# DATA FOR ANALYSIS:
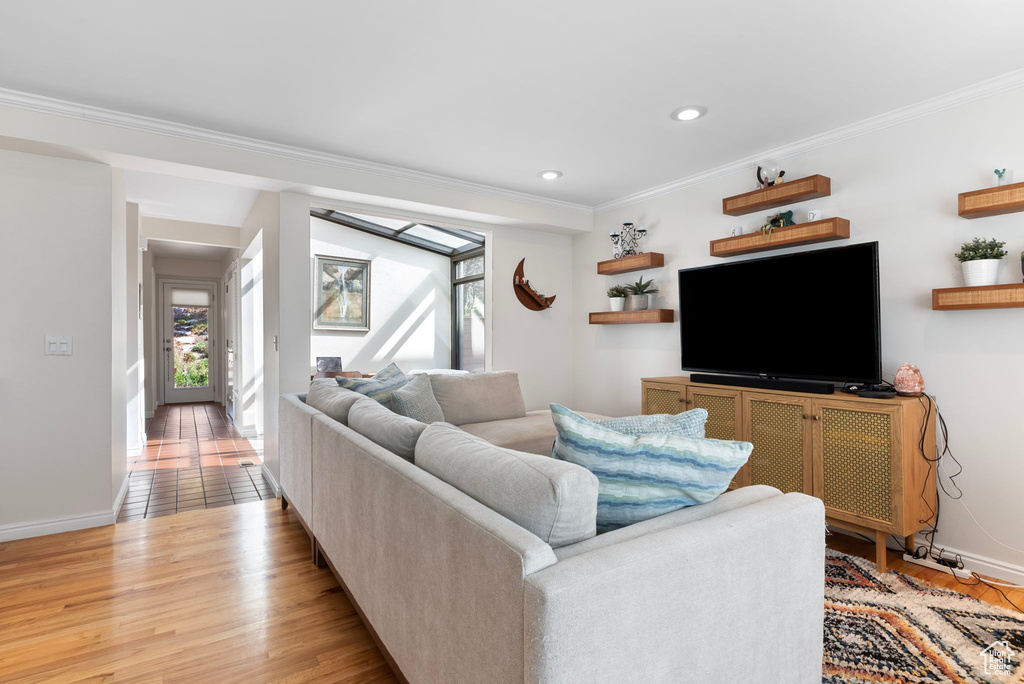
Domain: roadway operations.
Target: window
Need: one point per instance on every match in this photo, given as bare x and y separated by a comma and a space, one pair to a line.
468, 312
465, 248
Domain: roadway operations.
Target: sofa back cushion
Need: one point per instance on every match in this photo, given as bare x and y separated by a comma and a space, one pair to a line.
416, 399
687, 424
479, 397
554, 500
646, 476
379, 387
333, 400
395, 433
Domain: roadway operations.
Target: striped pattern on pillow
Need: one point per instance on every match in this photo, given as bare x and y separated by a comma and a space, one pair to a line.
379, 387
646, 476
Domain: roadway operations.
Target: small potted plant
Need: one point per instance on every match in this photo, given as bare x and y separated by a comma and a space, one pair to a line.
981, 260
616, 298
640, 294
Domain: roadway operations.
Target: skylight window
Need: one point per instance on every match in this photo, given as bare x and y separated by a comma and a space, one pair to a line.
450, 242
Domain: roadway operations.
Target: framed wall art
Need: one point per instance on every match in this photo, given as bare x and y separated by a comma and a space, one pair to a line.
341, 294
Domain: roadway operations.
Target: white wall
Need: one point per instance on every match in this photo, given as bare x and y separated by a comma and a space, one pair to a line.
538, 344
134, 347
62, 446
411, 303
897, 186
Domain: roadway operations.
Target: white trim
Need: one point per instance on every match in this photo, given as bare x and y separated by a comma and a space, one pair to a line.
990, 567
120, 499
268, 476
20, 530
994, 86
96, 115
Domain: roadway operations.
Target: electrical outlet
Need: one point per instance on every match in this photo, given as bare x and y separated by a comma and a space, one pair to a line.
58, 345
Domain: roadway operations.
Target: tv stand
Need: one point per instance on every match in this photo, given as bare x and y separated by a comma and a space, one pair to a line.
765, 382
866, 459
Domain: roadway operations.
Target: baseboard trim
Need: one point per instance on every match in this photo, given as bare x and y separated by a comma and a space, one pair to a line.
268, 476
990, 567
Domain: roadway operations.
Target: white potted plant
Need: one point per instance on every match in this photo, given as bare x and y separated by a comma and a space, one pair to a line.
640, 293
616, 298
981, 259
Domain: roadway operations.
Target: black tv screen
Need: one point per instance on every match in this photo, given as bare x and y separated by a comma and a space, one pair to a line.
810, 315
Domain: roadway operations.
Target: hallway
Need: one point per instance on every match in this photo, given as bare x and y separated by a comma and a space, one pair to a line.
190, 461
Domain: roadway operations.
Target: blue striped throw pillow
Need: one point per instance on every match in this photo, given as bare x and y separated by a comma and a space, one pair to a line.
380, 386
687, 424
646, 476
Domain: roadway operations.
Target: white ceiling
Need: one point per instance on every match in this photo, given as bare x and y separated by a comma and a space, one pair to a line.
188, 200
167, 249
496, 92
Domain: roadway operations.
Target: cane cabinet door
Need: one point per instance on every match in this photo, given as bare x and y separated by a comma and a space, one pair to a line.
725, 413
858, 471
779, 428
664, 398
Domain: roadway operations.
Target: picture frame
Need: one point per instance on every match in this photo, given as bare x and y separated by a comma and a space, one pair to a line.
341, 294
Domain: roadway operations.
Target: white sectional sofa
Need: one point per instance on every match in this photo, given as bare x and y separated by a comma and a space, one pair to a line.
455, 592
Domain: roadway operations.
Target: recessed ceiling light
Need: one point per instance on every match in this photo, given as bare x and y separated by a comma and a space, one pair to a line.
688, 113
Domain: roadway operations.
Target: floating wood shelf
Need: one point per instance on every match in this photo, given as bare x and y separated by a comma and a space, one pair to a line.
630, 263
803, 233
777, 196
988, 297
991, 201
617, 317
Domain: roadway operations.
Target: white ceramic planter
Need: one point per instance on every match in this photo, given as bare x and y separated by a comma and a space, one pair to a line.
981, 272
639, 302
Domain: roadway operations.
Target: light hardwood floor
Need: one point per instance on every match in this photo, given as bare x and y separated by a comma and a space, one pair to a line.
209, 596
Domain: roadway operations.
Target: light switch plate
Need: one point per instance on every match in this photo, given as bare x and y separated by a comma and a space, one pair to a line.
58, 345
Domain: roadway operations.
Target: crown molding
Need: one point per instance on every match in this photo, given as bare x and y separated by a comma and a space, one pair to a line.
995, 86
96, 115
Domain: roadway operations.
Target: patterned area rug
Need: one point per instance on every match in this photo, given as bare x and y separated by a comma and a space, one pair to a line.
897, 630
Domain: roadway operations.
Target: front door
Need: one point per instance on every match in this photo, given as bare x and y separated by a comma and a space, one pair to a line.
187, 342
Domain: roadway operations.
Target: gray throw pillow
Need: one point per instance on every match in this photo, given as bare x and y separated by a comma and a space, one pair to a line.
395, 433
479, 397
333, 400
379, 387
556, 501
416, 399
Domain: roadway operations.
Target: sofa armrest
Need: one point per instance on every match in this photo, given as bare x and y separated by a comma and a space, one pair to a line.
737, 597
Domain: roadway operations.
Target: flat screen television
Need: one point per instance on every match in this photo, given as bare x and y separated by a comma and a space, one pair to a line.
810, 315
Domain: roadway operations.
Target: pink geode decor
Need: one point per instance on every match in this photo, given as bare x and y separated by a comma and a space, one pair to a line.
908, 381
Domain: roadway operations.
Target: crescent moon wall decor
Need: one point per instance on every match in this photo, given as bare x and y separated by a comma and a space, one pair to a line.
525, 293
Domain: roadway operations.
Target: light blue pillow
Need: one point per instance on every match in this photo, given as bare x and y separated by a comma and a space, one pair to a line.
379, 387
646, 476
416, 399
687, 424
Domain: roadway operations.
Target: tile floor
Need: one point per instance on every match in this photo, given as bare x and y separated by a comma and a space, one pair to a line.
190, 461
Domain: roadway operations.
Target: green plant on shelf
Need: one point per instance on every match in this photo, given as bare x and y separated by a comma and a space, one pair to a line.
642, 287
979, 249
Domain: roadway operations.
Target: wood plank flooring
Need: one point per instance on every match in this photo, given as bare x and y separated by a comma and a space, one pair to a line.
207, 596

# PROBLEM TO WORK ON:
Tally up the lines above in which "pillow" occurs. Give the result as a bare number.

# RESPONSE TO THIS EXERCISE:
4